* _What is needed_
What follows is a set of records; repeat them exactly, without the pictures.

* _Provided data_
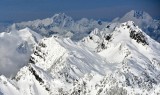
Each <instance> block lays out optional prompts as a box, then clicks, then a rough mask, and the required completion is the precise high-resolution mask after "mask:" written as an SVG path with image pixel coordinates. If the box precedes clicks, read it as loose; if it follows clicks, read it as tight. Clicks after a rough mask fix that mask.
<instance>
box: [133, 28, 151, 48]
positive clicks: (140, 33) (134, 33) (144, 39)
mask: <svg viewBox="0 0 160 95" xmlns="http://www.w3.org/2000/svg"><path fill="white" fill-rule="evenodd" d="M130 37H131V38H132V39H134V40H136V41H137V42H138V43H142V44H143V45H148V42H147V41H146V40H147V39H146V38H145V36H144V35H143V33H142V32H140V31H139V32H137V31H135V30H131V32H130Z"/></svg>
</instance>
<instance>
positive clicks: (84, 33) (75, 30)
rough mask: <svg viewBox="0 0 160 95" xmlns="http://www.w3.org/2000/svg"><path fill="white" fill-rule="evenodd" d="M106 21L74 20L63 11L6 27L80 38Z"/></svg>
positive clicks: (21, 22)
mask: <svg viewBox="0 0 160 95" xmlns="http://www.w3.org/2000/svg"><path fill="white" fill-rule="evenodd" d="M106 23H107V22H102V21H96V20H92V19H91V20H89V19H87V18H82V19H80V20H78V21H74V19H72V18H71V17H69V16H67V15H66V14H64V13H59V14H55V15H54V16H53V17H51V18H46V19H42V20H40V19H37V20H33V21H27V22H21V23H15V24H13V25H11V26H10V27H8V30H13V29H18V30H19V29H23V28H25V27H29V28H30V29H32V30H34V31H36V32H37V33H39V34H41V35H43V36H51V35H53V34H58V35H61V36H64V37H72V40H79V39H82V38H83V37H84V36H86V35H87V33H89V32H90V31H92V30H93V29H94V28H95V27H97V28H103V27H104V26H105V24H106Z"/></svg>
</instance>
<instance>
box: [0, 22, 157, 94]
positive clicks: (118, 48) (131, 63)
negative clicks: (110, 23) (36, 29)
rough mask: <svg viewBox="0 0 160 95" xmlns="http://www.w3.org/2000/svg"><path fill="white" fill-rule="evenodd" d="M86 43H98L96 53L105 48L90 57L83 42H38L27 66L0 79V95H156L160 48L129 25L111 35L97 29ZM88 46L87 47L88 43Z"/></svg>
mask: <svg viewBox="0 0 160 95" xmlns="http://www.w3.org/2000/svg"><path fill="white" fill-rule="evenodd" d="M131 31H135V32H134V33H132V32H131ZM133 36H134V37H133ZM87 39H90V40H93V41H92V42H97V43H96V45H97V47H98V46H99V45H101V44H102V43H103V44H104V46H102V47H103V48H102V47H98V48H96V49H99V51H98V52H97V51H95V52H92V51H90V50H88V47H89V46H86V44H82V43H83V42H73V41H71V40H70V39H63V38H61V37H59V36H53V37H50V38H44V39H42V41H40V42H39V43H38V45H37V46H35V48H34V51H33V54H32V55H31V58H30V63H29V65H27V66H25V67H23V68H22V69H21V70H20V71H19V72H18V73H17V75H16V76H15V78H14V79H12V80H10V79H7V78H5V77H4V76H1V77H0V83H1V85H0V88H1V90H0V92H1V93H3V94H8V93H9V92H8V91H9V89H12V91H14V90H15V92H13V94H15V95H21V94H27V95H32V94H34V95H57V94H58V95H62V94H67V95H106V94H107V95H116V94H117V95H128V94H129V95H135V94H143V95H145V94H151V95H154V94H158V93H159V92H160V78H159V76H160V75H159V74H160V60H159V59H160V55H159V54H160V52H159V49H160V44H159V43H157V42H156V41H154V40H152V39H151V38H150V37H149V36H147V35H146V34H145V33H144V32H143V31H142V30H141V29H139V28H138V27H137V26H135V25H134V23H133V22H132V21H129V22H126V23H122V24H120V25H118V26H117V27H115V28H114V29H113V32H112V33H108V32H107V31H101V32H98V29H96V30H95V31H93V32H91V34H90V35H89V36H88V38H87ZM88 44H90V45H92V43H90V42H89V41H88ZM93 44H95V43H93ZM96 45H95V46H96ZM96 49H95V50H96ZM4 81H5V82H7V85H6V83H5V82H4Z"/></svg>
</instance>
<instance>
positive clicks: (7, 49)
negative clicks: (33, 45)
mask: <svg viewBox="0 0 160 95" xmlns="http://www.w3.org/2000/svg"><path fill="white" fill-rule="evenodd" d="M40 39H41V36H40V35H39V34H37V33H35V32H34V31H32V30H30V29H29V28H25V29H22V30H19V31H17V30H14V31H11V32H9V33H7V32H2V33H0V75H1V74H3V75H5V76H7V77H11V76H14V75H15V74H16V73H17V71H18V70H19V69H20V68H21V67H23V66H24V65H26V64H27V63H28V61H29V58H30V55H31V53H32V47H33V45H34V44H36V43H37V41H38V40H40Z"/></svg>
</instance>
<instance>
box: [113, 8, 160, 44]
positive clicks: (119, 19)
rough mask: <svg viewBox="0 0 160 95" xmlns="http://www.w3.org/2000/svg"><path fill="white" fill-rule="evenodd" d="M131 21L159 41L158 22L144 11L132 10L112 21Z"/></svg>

* _Solution to this exercise_
Each <instance> block lays out optional prompts as a box, then clicks, then a rough mask, and the required completion is the precise high-resolution mask after "mask:" written as an SVG path with image pixel coordinates. If the box precedes clicks, read it as loose; if it follows clicks, read it as tight. Clicks after a rough mask fix that mask.
<instance>
box: [133, 28, 151, 48]
positive clicks: (140, 33) (134, 33) (144, 39)
mask: <svg viewBox="0 0 160 95" xmlns="http://www.w3.org/2000/svg"><path fill="white" fill-rule="evenodd" d="M130 37H131V38H132V39H134V40H136V41H137V42H138V43H142V44H143V45H148V42H147V41H146V40H147V39H146V38H145V36H144V35H143V33H142V32H140V31H139V32H137V31H135V30H131V32H130Z"/></svg>
</instance>
<instance>
positive clicks: (84, 33) (75, 30)
rough mask: <svg viewBox="0 0 160 95" xmlns="http://www.w3.org/2000/svg"><path fill="white" fill-rule="evenodd" d="M106 21L74 20L63 11L6 27L80 38Z"/></svg>
positive clicks: (21, 22)
mask: <svg viewBox="0 0 160 95" xmlns="http://www.w3.org/2000/svg"><path fill="white" fill-rule="evenodd" d="M106 23H107V22H102V21H96V20H92V19H91V20H89V19H87V18H82V19H80V20H78V21H74V19H72V18H71V17H69V16H67V15H66V14H64V13H59V14H55V15H54V16H53V17H51V18H46V19H42V20H40V19H37V20H33V21H27V22H21V23H15V24H13V25H11V26H10V27H8V30H13V29H18V30H19V29H23V28H25V27H29V28H30V29H32V30H34V31H36V32H37V33H39V34H41V35H43V36H51V35H53V34H58V35H61V36H64V37H72V40H79V39H82V38H83V37H84V36H86V35H87V33H89V32H90V31H92V30H93V29H94V28H95V27H97V28H103V27H104V26H105V24H106Z"/></svg>
</instance>
<instance>
box: [0, 22, 157, 94]
positive clicks: (118, 48) (131, 63)
negative clicks: (110, 23) (36, 29)
rough mask: <svg viewBox="0 0 160 95" xmlns="http://www.w3.org/2000/svg"><path fill="white" fill-rule="evenodd" d="M86 43H98L96 53L105 48L90 57L83 42H38L27 66L0 79V95H156L160 48L129 25L111 35L97 29ZM88 46L87 47L88 43Z"/></svg>
mask: <svg viewBox="0 0 160 95" xmlns="http://www.w3.org/2000/svg"><path fill="white" fill-rule="evenodd" d="M131 31H135V32H134V33H132V32H131ZM133 36H134V37H133ZM87 39H90V40H93V41H92V42H97V43H96V45H97V47H98V46H99V45H101V44H102V43H103V44H104V46H102V47H103V48H102V47H98V48H96V49H99V51H98V52H97V51H95V52H92V51H90V50H88V47H89V46H86V44H82V43H83V42H73V41H71V40H70V39H63V38H61V37H59V36H53V37H50V38H44V39H42V41H40V42H39V43H38V45H37V46H35V48H34V51H33V54H32V55H31V58H30V63H29V65H27V66H25V67H23V68H22V69H21V70H20V71H19V72H18V73H17V75H16V76H15V78H14V79H12V80H10V79H7V78H5V77H4V76H1V77H0V83H1V85H0V88H1V90H0V92H1V93H3V94H8V93H9V92H8V91H9V89H12V91H14V90H15V92H13V94H15V95H21V94H27V95H32V94H34V95H57V94H58V95H62V94H67V95H106V94H107V95H116V94H117V95H128V94H129V95H135V94H143V95H145V94H151V95H154V94H158V93H159V92H160V78H159V76H160V75H159V74H160V60H159V59H160V55H159V54H160V52H159V49H160V44H159V43H157V42H156V41H154V40H152V39H151V38H150V37H149V36H147V35H146V34H145V33H144V32H143V31H142V30H141V29H139V28H138V27H137V26H135V25H134V23H133V22H132V21H129V22H126V23H122V24H120V25H118V26H117V27H115V28H114V29H113V32H112V33H108V32H107V31H101V32H98V29H96V30H95V31H93V32H91V34H90V35H89V36H88V38H87ZM88 44H90V45H92V43H90V42H89V41H88ZM93 44H95V43H93ZM96 45H95V46H96ZM96 49H95V50H96ZM4 81H5V82H7V85H6V83H5V82H4Z"/></svg>
</instance>
<instance>
positive clicks: (7, 49)
negative clicks: (33, 45)
mask: <svg viewBox="0 0 160 95" xmlns="http://www.w3.org/2000/svg"><path fill="white" fill-rule="evenodd" d="M40 39H41V36H40V35H39V34H37V33H35V32H34V31H32V30H30V29H29V28H25V29H22V30H19V31H17V30H14V31H11V32H9V33H7V32H2V33H0V75H1V74H3V75H5V76H7V77H11V76H14V75H15V74H16V73H17V71H18V70H19V69H20V68H21V67H23V66H24V65H26V64H27V63H28V61H29V58H30V55H31V53H32V47H33V45H34V44H36V43H37V41H38V40H40Z"/></svg>
</instance>
<instance>
box: [113, 8, 160, 44]
positive clicks: (119, 19)
rough mask: <svg viewBox="0 0 160 95" xmlns="http://www.w3.org/2000/svg"><path fill="white" fill-rule="evenodd" d="M131 21L159 41L158 22L144 11L132 10L112 21Z"/></svg>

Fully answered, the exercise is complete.